*** SOURCE DATA ***

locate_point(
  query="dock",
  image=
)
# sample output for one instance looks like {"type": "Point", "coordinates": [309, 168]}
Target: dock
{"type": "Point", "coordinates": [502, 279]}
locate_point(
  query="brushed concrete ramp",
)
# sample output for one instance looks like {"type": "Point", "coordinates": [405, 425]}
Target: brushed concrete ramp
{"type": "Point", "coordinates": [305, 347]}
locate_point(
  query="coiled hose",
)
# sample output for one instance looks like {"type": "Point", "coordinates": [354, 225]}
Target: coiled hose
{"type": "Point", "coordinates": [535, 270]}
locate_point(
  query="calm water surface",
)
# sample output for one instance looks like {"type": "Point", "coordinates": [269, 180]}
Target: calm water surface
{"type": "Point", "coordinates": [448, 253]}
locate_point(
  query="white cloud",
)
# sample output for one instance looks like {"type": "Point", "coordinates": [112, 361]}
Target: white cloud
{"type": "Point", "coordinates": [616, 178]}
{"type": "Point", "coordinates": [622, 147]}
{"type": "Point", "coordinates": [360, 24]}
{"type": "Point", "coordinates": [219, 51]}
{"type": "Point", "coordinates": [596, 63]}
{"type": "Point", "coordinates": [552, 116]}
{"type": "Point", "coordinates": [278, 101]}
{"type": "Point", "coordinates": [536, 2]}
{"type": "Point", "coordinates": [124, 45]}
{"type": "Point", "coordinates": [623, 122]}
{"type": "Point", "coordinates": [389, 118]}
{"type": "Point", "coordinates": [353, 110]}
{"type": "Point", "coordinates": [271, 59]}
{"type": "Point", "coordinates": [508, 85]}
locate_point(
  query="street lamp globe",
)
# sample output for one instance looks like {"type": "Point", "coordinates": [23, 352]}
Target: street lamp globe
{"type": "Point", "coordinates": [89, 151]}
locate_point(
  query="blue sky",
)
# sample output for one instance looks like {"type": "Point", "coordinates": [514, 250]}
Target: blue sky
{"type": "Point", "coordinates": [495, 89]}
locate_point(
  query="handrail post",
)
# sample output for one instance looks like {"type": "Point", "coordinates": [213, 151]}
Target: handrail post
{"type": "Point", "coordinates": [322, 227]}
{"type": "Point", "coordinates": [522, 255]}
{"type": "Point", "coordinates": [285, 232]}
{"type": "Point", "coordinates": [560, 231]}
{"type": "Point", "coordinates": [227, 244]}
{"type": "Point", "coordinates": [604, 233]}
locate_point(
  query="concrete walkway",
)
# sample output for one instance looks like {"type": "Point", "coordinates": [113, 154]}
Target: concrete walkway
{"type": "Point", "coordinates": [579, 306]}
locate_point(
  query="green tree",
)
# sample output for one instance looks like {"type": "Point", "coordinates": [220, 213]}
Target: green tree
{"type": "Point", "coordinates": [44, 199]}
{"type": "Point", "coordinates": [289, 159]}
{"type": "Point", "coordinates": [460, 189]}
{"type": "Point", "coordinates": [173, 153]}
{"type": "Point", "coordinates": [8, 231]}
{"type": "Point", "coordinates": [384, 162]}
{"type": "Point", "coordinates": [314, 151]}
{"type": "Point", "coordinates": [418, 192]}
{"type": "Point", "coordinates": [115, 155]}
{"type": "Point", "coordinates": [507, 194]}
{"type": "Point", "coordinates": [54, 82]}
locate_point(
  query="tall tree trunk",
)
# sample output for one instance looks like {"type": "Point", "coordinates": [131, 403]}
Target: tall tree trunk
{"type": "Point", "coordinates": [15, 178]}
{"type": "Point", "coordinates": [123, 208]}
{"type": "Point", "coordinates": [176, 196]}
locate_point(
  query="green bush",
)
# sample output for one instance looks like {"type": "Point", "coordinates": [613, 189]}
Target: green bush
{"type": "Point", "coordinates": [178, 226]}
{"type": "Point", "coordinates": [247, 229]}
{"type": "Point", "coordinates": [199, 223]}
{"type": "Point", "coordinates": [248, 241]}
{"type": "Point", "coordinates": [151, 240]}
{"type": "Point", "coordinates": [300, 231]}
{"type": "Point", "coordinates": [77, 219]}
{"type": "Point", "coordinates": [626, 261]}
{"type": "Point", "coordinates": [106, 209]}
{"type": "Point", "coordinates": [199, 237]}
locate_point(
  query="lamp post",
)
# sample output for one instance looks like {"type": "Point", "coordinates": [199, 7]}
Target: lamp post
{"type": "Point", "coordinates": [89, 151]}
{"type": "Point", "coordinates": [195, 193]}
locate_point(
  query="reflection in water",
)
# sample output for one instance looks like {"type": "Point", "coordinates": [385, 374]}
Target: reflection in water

***

→ TASK REQUIREMENTS:
Print the complete listing again, exactly as it stands.

→ WRITTEN SOLUTION:
locate_point(
  query="dock",
  image=
)
# sample output for one instance looks like {"type": "Point", "coordinates": [309, 168]}
Target: dock
{"type": "Point", "coordinates": [502, 279]}
locate_point(
  query="brushed concrete ramp",
)
# sample output for one instance looks like {"type": "Point", "coordinates": [405, 425]}
Target: brushed concrete ramp
{"type": "Point", "coordinates": [305, 347]}
locate_point(
  query="coiled hose",
)
# sample output for one instance looks like {"type": "Point", "coordinates": [354, 225]}
Target: coiled hose
{"type": "Point", "coordinates": [535, 270]}
locate_point(
  query="calm water surface",
)
# sample output for one instance looks like {"type": "Point", "coordinates": [269, 180]}
Target: calm water surface
{"type": "Point", "coordinates": [448, 253]}
locate_point(
  query="white cloud",
)
# sample output for one instance looks like {"type": "Point", "coordinates": [112, 361]}
Target: white cloud
{"type": "Point", "coordinates": [616, 178]}
{"type": "Point", "coordinates": [622, 147]}
{"type": "Point", "coordinates": [360, 24]}
{"type": "Point", "coordinates": [219, 51]}
{"type": "Point", "coordinates": [596, 63]}
{"type": "Point", "coordinates": [552, 116]}
{"type": "Point", "coordinates": [278, 101]}
{"type": "Point", "coordinates": [536, 2]}
{"type": "Point", "coordinates": [124, 45]}
{"type": "Point", "coordinates": [623, 122]}
{"type": "Point", "coordinates": [389, 118]}
{"type": "Point", "coordinates": [353, 110]}
{"type": "Point", "coordinates": [271, 59]}
{"type": "Point", "coordinates": [508, 85]}
locate_point(
  query="street lamp globe",
)
# sample output for one instance looks like {"type": "Point", "coordinates": [23, 352]}
Target: street lamp globe
{"type": "Point", "coordinates": [89, 151]}
locate_point(
  query="blue sky",
)
# sample output for one instance looks like {"type": "Point", "coordinates": [514, 250]}
Target: blue sky
{"type": "Point", "coordinates": [495, 89]}
locate_point(
  query="handrail post",
)
# sample output for one instance looks like {"type": "Point", "coordinates": [213, 151]}
Target: handrail post
{"type": "Point", "coordinates": [322, 227]}
{"type": "Point", "coordinates": [522, 255]}
{"type": "Point", "coordinates": [285, 232]}
{"type": "Point", "coordinates": [560, 231]}
{"type": "Point", "coordinates": [227, 244]}
{"type": "Point", "coordinates": [604, 233]}
locate_point(
  query="concrete walkway",
)
# sample output for one instance looks like {"type": "Point", "coordinates": [113, 154]}
Target: concrete walkway
{"type": "Point", "coordinates": [579, 306]}
locate_point(
  query="green tree",
)
# sample output for one instance looks like {"type": "Point", "coordinates": [220, 213]}
Target: green tree
{"type": "Point", "coordinates": [44, 199]}
{"type": "Point", "coordinates": [289, 159]}
{"type": "Point", "coordinates": [460, 189]}
{"type": "Point", "coordinates": [173, 153]}
{"type": "Point", "coordinates": [8, 231]}
{"type": "Point", "coordinates": [384, 162]}
{"type": "Point", "coordinates": [314, 151]}
{"type": "Point", "coordinates": [418, 192]}
{"type": "Point", "coordinates": [115, 155]}
{"type": "Point", "coordinates": [507, 194]}
{"type": "Point", "coordinates": [54, 82]}
locate_point(
  query="tall tree trunk",
)
# sample output for one instance looks like {"type": "Point", "coordinates": [131, 403]}
Target: tall tree trunk
{"type": "Point", "coordinates": [15, 178]}
{"type": "Point", "coordinates": [123, 208]}
{"type": "Point", "coordinates": [176, 196]}
locate_point(
  query="green bush",
)
# sample output for one instance looks like {"type": "Point", "coordinates": [613, 189]}
Target: green bush
{"type": "Point", "coordinates": [178, 226]}
{"type": "Point", "coordinates": [247, 229]}
{"type": "Point", "coordinates": [199, 223]}
{"type": "Point", "coordinates": [248, 241]}
{"type": "Point", "coordinates": [151, 240]}
{"type": "Point", "coordinates": [300, 231]}
{"type": "Point", "coordinates": [77, 219]}
{"type": "Point", "coordinates": [626, 261]}
{"type": "Point", "coordinates": [106, 209]}
{"type": "Point", "coordinates": [199, 237]}
locate_point(
  query="lamp post",
)
# sample output for one instance looks like {"type": "Point", "coordinates": [199, 7]}
Target: lamp post
{"type": "Point", "coordinates": [89, 151]}
{"type": "Point", "coordinates": [195, 193]}
locate_point(
  query="reflection in water",
)
# sample output for one instance looks like {"type": "Point", "coordinates": [385, 374]}
Target: reflection in water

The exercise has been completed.